* [Records supplied]
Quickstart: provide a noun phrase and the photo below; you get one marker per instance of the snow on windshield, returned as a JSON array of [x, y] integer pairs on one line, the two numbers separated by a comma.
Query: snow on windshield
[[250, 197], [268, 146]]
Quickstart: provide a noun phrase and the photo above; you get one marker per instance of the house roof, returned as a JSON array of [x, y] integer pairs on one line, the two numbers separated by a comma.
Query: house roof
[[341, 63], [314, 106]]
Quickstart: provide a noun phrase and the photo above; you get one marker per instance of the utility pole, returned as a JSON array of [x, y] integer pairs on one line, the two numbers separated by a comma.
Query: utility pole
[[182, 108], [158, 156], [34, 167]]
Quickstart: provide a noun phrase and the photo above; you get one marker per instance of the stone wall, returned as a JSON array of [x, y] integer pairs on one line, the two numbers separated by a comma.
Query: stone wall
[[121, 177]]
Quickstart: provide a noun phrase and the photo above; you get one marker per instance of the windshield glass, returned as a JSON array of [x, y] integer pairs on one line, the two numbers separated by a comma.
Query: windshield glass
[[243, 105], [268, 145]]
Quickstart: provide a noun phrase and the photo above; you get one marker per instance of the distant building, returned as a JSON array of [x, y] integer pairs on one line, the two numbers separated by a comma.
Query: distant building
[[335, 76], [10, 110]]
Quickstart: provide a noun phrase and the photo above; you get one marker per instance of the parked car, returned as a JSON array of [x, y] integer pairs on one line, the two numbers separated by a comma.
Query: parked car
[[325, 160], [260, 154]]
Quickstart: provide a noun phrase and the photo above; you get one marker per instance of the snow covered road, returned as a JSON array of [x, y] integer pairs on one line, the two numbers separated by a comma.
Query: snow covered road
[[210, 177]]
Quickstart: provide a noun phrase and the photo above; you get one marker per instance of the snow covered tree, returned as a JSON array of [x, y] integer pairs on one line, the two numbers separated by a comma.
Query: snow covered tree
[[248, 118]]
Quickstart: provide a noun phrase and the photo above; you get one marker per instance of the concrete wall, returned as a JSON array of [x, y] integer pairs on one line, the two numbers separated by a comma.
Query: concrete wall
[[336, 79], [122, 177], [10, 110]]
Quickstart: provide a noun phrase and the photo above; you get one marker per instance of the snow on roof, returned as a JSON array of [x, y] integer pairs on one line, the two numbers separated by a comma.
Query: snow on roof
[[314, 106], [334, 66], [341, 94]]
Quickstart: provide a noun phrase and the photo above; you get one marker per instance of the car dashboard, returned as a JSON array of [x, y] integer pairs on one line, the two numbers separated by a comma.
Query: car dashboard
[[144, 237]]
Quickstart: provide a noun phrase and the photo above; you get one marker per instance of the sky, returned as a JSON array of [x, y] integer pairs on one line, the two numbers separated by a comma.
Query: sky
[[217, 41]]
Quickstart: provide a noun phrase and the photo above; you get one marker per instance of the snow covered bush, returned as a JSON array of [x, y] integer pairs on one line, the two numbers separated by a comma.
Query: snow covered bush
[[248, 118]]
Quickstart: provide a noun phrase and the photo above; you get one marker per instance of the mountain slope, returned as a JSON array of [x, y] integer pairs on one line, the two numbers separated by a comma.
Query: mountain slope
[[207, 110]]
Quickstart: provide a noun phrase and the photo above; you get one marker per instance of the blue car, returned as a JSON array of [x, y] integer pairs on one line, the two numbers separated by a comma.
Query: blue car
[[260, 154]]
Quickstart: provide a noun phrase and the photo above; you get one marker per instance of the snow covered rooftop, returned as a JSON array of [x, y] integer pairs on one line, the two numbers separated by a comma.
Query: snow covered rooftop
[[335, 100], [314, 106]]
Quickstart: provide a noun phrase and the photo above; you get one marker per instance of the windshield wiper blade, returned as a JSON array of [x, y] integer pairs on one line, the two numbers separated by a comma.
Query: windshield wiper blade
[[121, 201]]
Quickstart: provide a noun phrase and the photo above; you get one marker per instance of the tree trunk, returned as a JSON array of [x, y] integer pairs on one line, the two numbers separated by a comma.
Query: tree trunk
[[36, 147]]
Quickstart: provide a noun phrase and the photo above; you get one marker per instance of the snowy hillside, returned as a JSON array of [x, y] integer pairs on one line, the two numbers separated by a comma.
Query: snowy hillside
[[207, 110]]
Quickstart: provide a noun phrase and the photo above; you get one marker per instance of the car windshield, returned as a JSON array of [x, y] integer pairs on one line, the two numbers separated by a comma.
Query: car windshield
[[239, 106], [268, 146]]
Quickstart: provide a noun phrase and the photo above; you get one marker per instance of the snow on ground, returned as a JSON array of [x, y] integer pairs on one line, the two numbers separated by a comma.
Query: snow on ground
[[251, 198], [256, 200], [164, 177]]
--
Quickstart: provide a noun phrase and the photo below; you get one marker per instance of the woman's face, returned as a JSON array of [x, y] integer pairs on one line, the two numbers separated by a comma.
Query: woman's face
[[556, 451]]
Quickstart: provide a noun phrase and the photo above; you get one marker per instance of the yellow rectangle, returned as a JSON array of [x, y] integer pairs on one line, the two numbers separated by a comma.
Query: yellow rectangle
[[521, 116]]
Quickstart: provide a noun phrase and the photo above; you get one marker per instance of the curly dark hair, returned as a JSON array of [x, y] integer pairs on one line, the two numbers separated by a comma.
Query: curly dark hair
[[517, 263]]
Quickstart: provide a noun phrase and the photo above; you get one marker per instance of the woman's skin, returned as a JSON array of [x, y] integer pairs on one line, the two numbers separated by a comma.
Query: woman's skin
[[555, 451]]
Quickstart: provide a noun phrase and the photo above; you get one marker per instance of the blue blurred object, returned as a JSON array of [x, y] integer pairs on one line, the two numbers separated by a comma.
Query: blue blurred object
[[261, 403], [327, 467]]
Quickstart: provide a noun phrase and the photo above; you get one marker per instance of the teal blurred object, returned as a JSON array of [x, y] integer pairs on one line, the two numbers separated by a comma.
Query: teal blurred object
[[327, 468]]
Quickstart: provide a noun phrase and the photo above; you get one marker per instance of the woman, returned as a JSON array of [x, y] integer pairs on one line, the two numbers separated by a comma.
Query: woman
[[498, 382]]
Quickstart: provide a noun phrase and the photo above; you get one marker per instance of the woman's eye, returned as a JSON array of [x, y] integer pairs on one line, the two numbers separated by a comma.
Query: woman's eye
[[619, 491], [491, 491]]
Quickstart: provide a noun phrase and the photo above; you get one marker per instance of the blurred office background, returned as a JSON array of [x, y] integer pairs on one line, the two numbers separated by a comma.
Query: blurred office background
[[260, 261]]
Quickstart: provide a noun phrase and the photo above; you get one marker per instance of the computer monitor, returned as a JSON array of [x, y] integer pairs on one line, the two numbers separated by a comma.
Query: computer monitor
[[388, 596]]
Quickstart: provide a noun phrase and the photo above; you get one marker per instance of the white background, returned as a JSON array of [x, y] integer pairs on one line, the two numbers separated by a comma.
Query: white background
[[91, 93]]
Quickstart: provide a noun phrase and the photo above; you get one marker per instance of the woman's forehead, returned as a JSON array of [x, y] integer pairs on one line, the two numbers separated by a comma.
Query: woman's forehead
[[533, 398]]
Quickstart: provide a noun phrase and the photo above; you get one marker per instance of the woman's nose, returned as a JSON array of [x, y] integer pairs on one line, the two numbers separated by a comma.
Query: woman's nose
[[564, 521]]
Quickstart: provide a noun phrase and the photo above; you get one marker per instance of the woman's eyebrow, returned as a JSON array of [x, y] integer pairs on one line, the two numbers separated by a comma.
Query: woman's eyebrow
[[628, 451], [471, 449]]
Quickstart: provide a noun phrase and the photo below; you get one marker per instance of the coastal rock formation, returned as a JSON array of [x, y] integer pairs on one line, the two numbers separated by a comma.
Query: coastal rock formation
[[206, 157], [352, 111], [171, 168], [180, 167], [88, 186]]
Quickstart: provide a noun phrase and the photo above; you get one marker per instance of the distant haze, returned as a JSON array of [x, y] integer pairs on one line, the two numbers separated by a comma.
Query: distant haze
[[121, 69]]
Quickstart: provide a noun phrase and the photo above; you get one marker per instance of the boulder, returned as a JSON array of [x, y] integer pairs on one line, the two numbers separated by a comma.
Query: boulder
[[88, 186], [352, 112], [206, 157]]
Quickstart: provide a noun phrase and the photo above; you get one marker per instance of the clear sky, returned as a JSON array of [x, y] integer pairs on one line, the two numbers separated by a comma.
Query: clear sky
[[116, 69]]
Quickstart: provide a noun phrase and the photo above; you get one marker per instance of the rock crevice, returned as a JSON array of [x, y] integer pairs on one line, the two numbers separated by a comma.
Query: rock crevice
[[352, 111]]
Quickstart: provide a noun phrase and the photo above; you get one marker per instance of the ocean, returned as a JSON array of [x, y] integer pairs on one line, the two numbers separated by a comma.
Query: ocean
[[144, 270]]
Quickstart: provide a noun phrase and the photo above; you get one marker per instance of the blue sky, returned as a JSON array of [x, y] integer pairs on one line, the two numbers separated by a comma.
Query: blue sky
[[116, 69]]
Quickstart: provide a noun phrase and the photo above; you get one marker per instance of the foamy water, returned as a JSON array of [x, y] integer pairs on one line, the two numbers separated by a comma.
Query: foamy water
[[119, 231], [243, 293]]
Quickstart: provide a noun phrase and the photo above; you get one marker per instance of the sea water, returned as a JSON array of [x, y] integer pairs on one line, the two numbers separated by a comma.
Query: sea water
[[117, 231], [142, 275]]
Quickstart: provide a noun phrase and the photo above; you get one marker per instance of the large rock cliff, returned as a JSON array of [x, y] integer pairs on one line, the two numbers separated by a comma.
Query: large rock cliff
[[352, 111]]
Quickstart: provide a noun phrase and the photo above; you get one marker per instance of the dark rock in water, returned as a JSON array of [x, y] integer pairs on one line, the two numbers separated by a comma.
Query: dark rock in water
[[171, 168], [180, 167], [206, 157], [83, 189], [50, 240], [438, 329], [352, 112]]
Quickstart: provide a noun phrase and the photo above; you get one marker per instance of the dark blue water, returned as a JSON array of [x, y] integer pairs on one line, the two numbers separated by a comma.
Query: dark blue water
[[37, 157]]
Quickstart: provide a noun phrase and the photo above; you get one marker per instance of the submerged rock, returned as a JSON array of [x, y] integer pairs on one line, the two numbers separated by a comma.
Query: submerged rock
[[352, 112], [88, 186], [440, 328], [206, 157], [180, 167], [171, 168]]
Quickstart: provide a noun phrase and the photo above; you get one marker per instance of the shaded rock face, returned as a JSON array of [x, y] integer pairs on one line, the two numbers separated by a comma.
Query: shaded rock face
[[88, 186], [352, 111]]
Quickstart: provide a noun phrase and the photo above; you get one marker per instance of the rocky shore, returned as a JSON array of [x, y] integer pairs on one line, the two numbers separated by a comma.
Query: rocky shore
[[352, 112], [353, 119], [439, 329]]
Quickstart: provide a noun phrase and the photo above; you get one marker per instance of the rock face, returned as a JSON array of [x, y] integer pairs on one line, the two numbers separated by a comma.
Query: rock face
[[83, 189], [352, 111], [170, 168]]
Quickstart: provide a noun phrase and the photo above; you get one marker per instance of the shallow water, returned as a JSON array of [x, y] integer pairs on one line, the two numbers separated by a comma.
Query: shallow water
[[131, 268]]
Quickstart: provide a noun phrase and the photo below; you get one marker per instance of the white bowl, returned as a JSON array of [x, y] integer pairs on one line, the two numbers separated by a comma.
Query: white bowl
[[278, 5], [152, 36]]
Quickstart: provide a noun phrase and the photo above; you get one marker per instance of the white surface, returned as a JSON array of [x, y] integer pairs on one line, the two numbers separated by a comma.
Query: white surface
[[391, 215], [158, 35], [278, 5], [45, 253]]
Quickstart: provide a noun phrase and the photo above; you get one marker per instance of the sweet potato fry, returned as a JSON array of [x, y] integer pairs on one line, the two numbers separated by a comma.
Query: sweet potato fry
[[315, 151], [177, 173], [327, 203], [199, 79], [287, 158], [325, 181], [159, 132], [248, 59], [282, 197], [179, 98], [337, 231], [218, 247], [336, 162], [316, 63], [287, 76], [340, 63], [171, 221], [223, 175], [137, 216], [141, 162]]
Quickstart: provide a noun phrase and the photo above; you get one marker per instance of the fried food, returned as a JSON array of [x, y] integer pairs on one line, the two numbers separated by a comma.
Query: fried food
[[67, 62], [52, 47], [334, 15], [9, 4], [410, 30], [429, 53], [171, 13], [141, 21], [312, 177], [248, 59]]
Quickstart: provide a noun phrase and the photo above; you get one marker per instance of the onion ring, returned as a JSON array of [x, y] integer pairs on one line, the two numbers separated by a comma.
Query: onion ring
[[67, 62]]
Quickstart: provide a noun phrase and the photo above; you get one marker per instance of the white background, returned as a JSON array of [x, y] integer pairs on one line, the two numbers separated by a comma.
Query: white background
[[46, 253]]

* [Work item] Above are the records. Print exactly, and only, the lines from the line with "Query: dark blue water" to the line with "of the sweet", both inclusive.

* [Solution for this problem]
Query: dark blue water
[[37, 157]]
Quickstart: provide a noun phrase and the photo above; you get one marker per instance of the submerged rock, returned as a JSON array of [x, y] integer pairs on one line, the two numbers separated by a comma.
Query: submerged rock
[[352, 112], [88, 186], [440, 328], [206, 157], [180, 167], [171, 168]]
Quickstart: provide a noun phrase and the photo above; you get one marker per instance of the shaded rock face, returned as a JSON array of [x, y] integer pairs on one line, the two numbers separated by a comma.
Query: shaded rock face
[[88, 186], [352, 111]]
Quickstart: provide a noun phrase and the photo above; you get one marker per instance of the rocky shore, returned as a JSON array of [x, y] integer pairs on one line, the two numbers separated by a comma.
Query: rocky shore
[[352, 112], [353, 119], [439, 329]]
Quickstart: provide a noun phrase and the photo above; you get one marker per instance of the rock face, returned as a JSON array of [x, y] integer pairs on one line, the two numbers separated by a comma.
Query: rock face
[[83, 189], [352, 111], [170, 168]]
Quickstart: provide a noun phrase and the photo above; you get one marker per instance of the shallow water, returned as a JSON array of [x, y] integer pairs on one line, the two numbers separated by a comma.
Query: shallow water
[[131, 268]]
Quickstart: provide a noun phrase and the photo below; you get one marker per instance of the white bowl, returned as a JSON array of [x, y] integer pairs on one line, the two numbers separated by a comma.
Query: white bowl
[[278, 5], [152, 36]]
Quickstart: provide a noun phrase and the photo above; you get one marker per instance of the white surface, returned as a JSON array of [x, y] integer pairs on one line, the two numbers separated by a comma.
Query: white surface
[[391, 215], [158, 35], [278, 5], [45, 253]]
Quickstart: provide a noun phrase and the photo above; you get one marker per instance of the sweet potato fry, returned as a JSON array of [x, y] integer pairs on one line, the two numbers separated by a comma.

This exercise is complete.